Rewrite the material from its start through the line containing "x=585, y=264", inclusive, renaming "stainless steel sink" to "kitchen sink" and changing nothing else. Leave the pictures out of your answer.

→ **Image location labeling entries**
──────────

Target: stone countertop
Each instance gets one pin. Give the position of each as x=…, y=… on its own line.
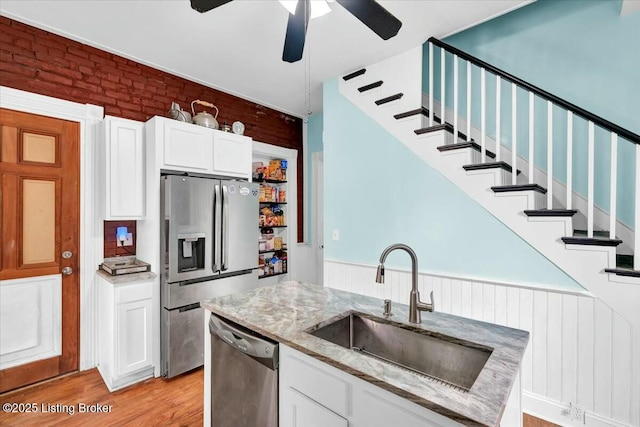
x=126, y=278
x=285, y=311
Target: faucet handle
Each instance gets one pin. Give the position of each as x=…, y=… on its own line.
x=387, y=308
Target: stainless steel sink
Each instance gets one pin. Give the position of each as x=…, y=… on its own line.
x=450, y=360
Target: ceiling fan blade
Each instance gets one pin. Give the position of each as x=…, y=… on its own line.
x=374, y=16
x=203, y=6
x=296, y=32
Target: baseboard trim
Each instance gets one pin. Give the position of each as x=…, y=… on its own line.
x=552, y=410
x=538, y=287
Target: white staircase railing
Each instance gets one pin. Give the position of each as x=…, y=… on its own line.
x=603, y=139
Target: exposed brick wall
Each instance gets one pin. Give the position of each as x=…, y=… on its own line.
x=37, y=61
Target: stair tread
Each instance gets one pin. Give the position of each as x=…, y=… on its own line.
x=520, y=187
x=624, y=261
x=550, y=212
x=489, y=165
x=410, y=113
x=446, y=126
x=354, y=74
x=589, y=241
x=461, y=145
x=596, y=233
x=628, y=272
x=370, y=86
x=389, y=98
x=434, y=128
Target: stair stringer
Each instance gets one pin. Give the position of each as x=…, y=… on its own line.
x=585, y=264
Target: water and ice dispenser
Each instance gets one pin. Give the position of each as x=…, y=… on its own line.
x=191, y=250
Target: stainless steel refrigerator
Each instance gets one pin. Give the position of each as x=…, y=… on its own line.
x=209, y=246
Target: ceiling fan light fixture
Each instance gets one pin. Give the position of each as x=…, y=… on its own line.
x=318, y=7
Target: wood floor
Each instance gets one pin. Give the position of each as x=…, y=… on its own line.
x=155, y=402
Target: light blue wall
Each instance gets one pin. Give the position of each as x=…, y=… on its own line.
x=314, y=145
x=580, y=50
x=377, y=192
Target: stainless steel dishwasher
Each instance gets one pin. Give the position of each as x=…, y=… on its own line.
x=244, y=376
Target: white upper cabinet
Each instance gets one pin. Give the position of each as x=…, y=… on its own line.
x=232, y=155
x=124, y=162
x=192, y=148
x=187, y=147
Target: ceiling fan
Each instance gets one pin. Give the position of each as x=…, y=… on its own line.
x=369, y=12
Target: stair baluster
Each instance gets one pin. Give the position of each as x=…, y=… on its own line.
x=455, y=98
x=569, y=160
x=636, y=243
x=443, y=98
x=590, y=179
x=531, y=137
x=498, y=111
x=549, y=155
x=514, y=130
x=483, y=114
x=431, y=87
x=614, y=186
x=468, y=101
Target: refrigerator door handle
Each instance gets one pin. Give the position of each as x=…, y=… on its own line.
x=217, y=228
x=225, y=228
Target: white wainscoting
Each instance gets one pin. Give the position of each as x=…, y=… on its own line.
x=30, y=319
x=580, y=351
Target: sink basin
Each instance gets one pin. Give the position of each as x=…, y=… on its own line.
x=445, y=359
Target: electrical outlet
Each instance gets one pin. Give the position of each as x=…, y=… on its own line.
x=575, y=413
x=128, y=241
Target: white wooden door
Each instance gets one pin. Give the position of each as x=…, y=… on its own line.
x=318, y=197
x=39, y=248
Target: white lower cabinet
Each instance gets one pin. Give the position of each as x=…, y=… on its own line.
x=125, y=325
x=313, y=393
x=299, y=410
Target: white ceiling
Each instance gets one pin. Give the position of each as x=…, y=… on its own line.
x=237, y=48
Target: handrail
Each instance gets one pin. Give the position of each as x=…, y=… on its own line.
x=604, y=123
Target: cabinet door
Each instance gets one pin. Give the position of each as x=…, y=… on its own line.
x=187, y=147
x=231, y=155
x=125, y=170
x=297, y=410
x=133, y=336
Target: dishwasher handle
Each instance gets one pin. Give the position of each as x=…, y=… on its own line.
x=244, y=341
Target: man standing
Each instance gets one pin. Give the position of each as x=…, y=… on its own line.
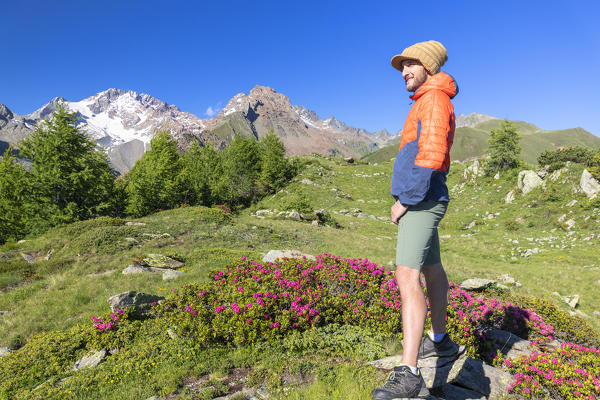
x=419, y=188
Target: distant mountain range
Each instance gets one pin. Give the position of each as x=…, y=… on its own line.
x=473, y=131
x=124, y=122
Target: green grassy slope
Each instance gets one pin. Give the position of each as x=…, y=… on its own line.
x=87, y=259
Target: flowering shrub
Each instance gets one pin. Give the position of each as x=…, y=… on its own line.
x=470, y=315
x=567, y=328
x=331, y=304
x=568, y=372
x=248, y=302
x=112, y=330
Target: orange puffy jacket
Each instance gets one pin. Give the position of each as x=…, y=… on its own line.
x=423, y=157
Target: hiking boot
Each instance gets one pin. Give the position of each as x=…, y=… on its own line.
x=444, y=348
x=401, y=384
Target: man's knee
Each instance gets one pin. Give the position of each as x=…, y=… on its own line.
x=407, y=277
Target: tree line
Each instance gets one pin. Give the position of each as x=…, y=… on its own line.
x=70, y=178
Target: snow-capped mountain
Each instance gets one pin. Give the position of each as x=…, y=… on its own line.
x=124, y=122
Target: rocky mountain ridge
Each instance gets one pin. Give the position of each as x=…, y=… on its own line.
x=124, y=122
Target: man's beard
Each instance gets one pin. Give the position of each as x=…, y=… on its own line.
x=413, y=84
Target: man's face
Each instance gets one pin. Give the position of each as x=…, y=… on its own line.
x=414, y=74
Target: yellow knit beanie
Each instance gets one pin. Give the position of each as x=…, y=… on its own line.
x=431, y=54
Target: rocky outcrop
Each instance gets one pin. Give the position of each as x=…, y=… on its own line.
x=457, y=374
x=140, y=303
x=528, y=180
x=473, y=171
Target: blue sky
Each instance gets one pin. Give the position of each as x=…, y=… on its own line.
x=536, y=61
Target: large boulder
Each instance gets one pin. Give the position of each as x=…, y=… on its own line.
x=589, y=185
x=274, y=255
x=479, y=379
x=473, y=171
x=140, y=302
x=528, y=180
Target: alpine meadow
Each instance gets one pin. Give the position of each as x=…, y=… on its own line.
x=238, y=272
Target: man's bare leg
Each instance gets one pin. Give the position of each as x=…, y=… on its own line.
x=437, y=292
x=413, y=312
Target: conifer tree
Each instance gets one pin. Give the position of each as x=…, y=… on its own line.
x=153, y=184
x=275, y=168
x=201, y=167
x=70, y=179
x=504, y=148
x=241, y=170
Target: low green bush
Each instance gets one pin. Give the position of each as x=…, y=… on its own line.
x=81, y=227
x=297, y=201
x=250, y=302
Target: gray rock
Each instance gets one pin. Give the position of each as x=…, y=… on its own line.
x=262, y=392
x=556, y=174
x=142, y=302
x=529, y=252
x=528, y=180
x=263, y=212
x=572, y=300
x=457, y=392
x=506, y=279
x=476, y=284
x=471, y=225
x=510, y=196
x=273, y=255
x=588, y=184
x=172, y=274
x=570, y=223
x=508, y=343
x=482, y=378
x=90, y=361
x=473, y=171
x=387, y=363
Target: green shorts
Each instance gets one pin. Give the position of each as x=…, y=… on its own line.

──────────

→ **SOLUTION TO THIS PROBLEM**
Target: stone countertop
Each instance gets one pin. Give the position of each as x=…, y=… on its own line.
x=126, y=278
x=285, y=311
Target: faucet handle
Each instance gets one pin. Give the position of each as x=…, y=… on its own line.
x=387, y=308
Target: kitchen sink
Each instance gets one pin. Give the position of each as x=…, y=… on its own line.
x=450, y=360
Target: ceiling fan blade
Each instance gets one pin. Give the position of each as x=…, y=… on its own line.
x=374, y=16
x=203, y=6
x=296, y=32
Target: baseboard trim
Each instance gets one pin. Give the position of each as x=…, y=… on its own line.
x=552, y=410
x=538, y=287
Target: white staircase railing
Each instance gets one pin. Give the position of each as x=…, y=… on its own line.
x=603, y=139
Target: exposed brick wall
Each instance gets one pin. Give the position of each as x=…, y=… on its own line.
x=37, y=61
Target: stair tread
Each instance gets one pin. Give the position of each as x=…, y=… on its own line.
x=520, y=187
x=624, y=261
x=550, y=212
x=489, y=165
x=410, y=113
x=446, y=126
x=354, y=74
x=589, y=241
x=461, y=145
x=596, y=233
x=628, y=272
x=370, y=86
x=389, y=98
x=434, y=128
Target: stair stringer
Each instance gets one pin. Give the position of each as x=…, y=… on its own line.
x=585, y=264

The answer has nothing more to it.